Data shown:

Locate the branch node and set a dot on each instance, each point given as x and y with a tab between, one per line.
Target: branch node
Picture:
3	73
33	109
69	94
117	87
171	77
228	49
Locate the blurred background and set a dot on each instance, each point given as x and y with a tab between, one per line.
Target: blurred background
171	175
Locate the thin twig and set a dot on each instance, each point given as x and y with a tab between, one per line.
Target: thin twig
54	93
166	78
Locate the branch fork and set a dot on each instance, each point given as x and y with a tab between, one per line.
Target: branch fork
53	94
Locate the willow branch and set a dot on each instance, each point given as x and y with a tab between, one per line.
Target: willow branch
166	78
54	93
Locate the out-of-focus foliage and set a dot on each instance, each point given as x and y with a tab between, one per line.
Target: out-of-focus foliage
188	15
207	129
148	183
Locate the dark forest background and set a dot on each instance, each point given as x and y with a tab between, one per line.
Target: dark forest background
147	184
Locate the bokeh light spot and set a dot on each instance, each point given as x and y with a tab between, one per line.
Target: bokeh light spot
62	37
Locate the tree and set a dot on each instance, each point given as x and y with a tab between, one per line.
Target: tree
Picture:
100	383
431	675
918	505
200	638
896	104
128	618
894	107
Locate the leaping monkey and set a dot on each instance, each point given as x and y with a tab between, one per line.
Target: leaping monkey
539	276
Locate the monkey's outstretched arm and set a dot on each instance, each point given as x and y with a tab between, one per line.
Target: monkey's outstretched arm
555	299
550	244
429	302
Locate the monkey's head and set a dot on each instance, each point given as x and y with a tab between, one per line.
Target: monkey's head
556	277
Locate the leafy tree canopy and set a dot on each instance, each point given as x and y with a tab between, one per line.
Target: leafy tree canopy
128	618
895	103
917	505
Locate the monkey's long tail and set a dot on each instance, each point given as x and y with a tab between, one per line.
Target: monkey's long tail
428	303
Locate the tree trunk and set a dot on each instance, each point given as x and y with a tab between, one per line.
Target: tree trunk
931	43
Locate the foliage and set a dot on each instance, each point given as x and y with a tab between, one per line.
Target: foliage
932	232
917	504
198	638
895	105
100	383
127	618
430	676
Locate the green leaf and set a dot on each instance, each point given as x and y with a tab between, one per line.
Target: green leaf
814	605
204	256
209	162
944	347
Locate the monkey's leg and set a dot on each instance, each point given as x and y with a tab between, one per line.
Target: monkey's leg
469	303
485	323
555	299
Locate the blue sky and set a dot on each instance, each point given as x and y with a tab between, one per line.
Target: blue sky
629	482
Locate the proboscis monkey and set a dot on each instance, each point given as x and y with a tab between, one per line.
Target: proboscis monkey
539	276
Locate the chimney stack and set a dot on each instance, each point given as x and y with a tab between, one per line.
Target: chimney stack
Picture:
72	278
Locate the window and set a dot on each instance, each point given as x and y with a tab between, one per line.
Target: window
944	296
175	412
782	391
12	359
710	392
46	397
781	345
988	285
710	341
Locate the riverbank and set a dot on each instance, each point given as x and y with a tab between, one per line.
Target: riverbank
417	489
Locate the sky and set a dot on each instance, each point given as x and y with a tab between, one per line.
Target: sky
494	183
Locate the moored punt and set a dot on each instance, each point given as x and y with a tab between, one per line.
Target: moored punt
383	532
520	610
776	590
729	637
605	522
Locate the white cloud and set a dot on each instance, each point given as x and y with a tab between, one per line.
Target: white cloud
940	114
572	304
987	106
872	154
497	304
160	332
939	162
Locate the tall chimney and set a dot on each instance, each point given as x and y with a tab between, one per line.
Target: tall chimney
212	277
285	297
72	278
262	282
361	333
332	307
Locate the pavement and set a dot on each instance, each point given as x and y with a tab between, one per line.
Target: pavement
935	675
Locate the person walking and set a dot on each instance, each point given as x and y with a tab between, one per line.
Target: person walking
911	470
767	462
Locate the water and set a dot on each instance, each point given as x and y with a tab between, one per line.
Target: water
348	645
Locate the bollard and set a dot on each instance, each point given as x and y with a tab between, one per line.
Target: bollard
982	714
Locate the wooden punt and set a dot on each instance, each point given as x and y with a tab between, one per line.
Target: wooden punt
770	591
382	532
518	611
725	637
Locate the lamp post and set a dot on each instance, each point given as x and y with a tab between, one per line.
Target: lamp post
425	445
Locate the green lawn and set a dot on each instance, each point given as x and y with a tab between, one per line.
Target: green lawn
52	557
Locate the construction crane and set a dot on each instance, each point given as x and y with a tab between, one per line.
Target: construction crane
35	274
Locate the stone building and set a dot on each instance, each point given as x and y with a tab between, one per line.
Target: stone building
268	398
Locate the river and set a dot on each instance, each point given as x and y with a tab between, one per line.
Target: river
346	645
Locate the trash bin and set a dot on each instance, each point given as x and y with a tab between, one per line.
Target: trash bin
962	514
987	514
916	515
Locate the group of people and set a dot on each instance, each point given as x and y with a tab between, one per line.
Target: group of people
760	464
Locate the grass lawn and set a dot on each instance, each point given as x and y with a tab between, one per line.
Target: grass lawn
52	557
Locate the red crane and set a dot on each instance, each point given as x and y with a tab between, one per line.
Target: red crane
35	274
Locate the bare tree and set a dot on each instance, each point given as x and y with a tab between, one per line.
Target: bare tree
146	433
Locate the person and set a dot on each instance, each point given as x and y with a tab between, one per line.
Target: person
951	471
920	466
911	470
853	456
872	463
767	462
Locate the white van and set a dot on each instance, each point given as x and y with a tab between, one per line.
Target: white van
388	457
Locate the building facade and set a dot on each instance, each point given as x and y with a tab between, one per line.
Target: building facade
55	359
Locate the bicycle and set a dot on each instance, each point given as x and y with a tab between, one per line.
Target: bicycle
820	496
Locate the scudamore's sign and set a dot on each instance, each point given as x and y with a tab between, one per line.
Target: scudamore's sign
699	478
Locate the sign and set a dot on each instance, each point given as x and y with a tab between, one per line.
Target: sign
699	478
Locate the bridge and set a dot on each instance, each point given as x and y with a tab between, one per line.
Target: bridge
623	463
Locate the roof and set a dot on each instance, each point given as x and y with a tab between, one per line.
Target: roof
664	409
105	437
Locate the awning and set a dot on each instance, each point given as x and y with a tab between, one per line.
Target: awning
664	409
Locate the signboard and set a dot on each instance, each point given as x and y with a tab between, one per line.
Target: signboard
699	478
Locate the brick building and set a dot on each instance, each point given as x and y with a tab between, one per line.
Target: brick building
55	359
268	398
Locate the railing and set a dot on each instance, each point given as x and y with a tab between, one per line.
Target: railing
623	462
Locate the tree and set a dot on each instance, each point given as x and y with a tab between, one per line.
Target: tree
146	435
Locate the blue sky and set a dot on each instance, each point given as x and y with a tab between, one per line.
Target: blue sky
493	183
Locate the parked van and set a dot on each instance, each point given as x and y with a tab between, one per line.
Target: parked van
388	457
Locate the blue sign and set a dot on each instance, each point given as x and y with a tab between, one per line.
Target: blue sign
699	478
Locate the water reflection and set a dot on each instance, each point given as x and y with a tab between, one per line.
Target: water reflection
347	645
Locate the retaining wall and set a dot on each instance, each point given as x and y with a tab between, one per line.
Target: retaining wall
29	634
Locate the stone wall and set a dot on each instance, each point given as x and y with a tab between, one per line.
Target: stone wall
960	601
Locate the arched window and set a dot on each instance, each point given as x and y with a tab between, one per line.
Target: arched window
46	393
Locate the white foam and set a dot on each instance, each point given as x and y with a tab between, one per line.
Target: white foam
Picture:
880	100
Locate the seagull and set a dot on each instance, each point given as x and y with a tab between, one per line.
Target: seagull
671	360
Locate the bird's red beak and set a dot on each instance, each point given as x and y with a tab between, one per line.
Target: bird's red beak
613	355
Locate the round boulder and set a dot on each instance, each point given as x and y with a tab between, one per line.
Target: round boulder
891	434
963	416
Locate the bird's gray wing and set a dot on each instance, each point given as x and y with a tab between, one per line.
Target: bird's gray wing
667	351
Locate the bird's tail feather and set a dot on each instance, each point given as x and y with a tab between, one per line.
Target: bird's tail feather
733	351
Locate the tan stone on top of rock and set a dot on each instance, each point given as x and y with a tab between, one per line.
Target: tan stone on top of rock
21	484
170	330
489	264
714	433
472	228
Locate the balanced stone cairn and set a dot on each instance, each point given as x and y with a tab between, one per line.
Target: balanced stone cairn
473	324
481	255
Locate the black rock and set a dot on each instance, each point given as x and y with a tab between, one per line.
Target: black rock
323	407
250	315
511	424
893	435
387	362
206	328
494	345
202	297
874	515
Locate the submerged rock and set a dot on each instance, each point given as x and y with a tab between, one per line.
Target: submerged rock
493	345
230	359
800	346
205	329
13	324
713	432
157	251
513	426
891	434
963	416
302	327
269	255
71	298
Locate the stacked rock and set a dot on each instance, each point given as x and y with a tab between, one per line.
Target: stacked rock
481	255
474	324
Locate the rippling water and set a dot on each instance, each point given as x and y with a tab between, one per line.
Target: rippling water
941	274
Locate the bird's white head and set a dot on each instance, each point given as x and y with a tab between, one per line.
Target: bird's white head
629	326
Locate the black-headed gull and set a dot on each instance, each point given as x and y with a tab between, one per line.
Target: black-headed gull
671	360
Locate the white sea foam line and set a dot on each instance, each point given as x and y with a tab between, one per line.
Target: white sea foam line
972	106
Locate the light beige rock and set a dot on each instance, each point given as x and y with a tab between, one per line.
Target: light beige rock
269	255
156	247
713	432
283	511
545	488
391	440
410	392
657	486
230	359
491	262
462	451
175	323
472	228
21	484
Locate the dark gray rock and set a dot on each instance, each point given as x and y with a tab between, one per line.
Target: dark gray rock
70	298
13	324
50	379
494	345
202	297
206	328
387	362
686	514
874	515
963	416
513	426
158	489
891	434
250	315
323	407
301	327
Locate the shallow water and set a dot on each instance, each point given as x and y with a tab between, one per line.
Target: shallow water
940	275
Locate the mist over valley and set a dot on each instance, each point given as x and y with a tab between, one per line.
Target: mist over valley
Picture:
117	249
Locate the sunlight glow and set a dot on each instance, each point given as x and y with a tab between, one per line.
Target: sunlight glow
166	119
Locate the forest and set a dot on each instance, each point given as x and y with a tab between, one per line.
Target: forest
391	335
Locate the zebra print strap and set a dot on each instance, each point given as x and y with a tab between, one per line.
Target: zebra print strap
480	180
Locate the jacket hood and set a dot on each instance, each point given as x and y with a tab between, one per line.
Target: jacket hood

Task to complete:
Reproduce exactly the lines from the one with "Locate the stacked" through the end of the entries above, both ends included.

Exercise solution:
Locate the stacked rock and set a dot on each instance, each point given as x and y with a tab between, one per line.
Target: stacked rock
481	255
474	324
Locate the rippling water and set a dot on each instance, each point given as x and y with a tab between, one per line.
Target: rippling water
941	274
Locate the bird's white head and set a dot on each instance, each point given as x and y with a tab between, one per line.
Target: bird's white head
629	326
Locate the black-headed gull and set a dot on each instance, each point given as x and y with a tab between, one per line.
Target: black-headed gull
671	360
Locate the white sea foam line and set a dot on each instance, each point given as x and y with a tab between, one per line.
Target: white sea foam line
972	106
Locate the light beige rock and set a dot on each instance, each point given as x and y with a tab between, one per line.
Target: light beige rock
269	255
156	247
713	432
283	511
545	488
391	440
410	392
657	486
230	359
491	262
462	451
175	323
472	228
21	484
Locate the dark gray rock and set a dot on each instance, each point given as x and y with a tab between, one per line.
Target: dark gray rock
70	298
13	324
50	379
494	345
202	297
206	328
387	362
686	514
874	515
963	416
513	426
158	489
891	434
250	315
323	407
301	327
Locate the shallow water and set a dot on each instance, each point given as x and y with a tab between, one per line.
Target: shallow water
940	275
Locate the mist over valley and set a dot on each instance, each point given as x and y with a tab between, one per line.
Target: mist over valley
Picture:
117	249
Locate the sunlight glow and set a dot on each instance, each point given as x and y with a tab between, one per line.
Target: sunlight glow
166	119
Locate the forest and set a dot on each instance, each point given as x and y with a tab between, one per line.
Target: forest
391	335
Locate the zebra print strap and set a dot on each instance, each point given as x and y with a tab between, one per line.
Target: zebra print strap
480	180
Locate the jacket hood and set a dot on each instance, each point given as x and y with a tab between, one per line.
Target: jacket hood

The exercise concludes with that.